## begin

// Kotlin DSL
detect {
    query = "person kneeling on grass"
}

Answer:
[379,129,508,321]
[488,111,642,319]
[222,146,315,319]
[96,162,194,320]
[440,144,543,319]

## end

▶ **WHAT TO PRODUCE**
Please write out all the rows again, requests included, with each bounding box coordinate in the answers multiplied by 2.2 and rounded to a whole number, halves rounding up.

▶ **TASK SOLUTION**
// Kotlin DSL
detect {
    query = "person kneeling on grass"
}

Answer:
[834,284,1118,706]
[1074,244,1412,702]
[488,321,693,702]
[211,356,427,704]
[968,317,1195,702]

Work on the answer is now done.